*** LISTED ENTRIES Section Begins ***
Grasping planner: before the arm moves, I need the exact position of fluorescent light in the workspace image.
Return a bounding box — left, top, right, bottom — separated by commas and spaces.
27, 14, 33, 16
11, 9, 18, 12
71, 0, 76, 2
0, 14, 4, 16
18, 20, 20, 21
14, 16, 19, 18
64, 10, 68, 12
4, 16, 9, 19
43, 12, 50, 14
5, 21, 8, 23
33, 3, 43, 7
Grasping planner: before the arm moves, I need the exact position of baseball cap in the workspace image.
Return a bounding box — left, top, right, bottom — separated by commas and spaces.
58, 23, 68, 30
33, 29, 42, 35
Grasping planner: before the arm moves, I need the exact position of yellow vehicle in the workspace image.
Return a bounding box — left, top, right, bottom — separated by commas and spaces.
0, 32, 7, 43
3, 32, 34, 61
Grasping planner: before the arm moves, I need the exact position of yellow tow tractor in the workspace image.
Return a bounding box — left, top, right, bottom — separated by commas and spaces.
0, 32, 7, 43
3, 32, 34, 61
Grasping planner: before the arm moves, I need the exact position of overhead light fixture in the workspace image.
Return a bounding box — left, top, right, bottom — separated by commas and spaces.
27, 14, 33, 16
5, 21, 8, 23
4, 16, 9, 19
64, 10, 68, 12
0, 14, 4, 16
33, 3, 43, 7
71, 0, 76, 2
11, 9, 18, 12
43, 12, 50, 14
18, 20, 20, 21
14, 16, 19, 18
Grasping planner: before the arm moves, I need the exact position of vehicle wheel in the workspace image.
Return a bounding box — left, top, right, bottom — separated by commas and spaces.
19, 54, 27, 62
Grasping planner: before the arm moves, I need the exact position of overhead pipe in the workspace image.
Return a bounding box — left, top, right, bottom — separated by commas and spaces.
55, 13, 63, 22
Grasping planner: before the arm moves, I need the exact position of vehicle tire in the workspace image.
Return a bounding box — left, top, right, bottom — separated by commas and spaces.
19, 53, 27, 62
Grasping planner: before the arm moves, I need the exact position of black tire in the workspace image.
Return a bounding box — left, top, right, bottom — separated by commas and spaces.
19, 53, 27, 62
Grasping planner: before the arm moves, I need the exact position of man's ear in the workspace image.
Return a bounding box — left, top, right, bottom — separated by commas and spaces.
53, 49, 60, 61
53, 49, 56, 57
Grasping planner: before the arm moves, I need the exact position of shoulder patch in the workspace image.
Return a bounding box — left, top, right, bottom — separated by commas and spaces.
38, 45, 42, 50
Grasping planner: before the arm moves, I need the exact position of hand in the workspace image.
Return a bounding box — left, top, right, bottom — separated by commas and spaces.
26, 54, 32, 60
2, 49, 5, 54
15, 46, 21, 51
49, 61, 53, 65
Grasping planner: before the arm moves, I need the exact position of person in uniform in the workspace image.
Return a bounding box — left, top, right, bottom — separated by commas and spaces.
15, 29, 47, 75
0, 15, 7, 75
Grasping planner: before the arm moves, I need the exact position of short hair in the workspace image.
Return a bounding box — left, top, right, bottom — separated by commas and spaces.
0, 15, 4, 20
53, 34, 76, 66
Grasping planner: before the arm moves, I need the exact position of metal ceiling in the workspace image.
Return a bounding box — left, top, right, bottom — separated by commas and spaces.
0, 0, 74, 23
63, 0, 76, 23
*** LISTED ENTRIES Section Ends ***
# YOUR GOAL
Output the records in full. Match them exactly.

# SOLUTION BELOW
Grasping planner: before the arm moves, I need the exact position of fluorescent light in the workspace image.
Return a bounding box — left, top, right, bottom — separated by commas and spaces.
27, 14, 33, 16
11, 9, 18, 12
71, 0, 76, 2
0, 14, 4, 16
18, 20, 20, 21
14, 16, 19, 18
64, 10, 68, 12
4, 16, 9, 19
43, 12, 50, 14
5, 21, 8, 23
33, 3, 43, 7
Grasping planner: before the arm moves, I need the exact position of baseball cap in the workspace image.
Return a bounding box — left, top, right, bottom — separated by commas and spaces.
58, 23, 68, 30
33, 29, 42, 35
Grasping planner: before the arm moves, I need the exact position of yellow vehicle in the workspace image.
Return a bounding box — left, top, right, bottom — separated by commas and spaces.
0, 32, 7, 43
3, 32, 34, 61
Grasping planner: before the arm moves, I need the exact position of yellow tow tractor in the workspace image.
Return a bounding box — left, top, right, bottom — separated by commas and spaces.
0, 32, 7, 43
3, 32, 34, 61
Grasping planner: before the arm moves, I need the exact position of overhead light fixture in the workspace image.
Return a bounding box — left, top, right, bottom — separated by commas and spaces.
27, 14, 33, 16
5, 21, 8, 23
4, 16, 9, 19
64, 10, 68, 12
0, 14, 4, 16
33, 3, 43, 7
71, 0, 76, 2
11, 9, 18, 12
43, 12, 50, 14
18, 20, 20, 21
14, 16, 19, 18
Grasping planner: before the arm moves, I need the exact position of vehicle wheel in the workspace image.
Return a bounding box — left, top, right, bottom — separated by commas and spaces.
19, 54, 27, 62
Grasping planner: before the arm moves, I need the exact position of overhead pipe in the workspace image.
Return a bounding box — left, top, right, bottom — separated by commas and spaces.
55, 13, 63, 22
Grasping planner: before the arm moves, I need the exact position of vehicle tire in the workspace image.
Return a bounding box — left, top, right, bottom — separated by commas and spaces.
19, 53, 27, 62
Grasping planner: before the arm moves, I need the exact position of black tire in the workspace image.
Return a bounding box — left, top, right, bottom — separated by commas and spaces.
19, 53, 27, 62
Grasping planner: before the arm moves, I need the exact position of man's ear in the workspace image.
Return a bounding box — left, top, right, bottom — separated by commas and spaces.
53, 49, 60, 61
53, 49, 56, 57
Grasping planner: before the arm moves, I need the exact position of shoulder patch in the workspace image.
Return a bounding box — left, top, right, bottom — separated by commas and spaces.
38, 45, 42, 50
Grasping planner: before the arm moves, I need the exact position of hand in the workspace image.
Return a bounding box — left, top, right, bottom — separated by commas and spaces.
26, 54, 32, 60
2, 49, 5, 54
15, 46, 21, 51
49, 61, 53, 65
Grasping planner: before the arm moves, I need the exact position of person in uniform in the workspace image.
Return a bounding box — left, top, right, bottom — separated by commas and spaces.
15, 29, 47, 75
0, 15, 7, 75
Grasping planner: before the arm moves, I need the exact position of short hair in the workspace image.
Return a bounding box — left, top, right, bottom — separated by commas and spaces.
0, 15, 4, 20
53, 34, 76, 66
Grasping planner: before the arm moves, I need the exact position of metal ceiling in the workspace image.
Return a bounding box — left, top, right, bottom — separated by commas and spaces.
0, 0, 74, 23
63, 0, 76, 23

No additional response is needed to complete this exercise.